--- Problem ---
Reproduce every line of the data below verbatim, keeping the original order and line breaks.

----------------

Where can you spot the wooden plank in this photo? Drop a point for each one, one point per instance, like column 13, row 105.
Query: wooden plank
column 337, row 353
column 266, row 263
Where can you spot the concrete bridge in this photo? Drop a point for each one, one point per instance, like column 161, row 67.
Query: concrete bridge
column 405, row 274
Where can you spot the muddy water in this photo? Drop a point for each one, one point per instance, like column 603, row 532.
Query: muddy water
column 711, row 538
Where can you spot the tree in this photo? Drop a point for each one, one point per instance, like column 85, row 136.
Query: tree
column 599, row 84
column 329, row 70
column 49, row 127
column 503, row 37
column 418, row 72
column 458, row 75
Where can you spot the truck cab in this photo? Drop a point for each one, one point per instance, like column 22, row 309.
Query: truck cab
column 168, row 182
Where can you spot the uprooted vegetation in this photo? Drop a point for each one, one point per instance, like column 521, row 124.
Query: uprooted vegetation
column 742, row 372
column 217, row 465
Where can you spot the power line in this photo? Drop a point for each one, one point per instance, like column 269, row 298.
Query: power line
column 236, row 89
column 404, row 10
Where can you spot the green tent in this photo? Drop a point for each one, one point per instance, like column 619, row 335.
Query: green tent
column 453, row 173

----------------

--- Finished exercise ---
Where can you spot the wooden plank in this photo? Drop a point for each one, one point per instance, like column 13, row 105.
Query: wooden plank
column 337, row 353
column 266, row 263
Where can you spot the concrete bridge in this photo? Drop a point for each one, one point per instance, like column 161, row 67.
Query: concrete bridge
column 405, row 274
Where can you spot the muddy water in this photo? Drop a point for each one, one point per instance, like column 603, row 532.
Query: muddy water
column 711, row 538
Where can you spot the tree in this photo? Drop a point for each one, one point per instance, like column 85, row 136.
Query: tree
column 599, row 84
column 329, row 70
column 49, row 127
column 503, row 37
column 418, row 72
column 458, row 75
Where can you spot the truck cab in this photo? Drop a point for each one, one point per instance, like column 22, row 309.
Query: truck cab
column 168, row 182
Where can you spot the uprooted vegetation in this photo? Drop a point for each one, one point per instance, like column 521, row 124.
Query: uprooted vegetation
column 742, row 372
column 217, row 465
Where can you spot the power line in this photo? Drop a point for each one, one point per instance, like column 269, row 298.
Query: power line
column 236, row 89
column 404, row 10
Where can you spot the green tent in this photo? Drop a point for each one, one point per instance, like column 619, row 335.
Query: green tent
column 453, row 173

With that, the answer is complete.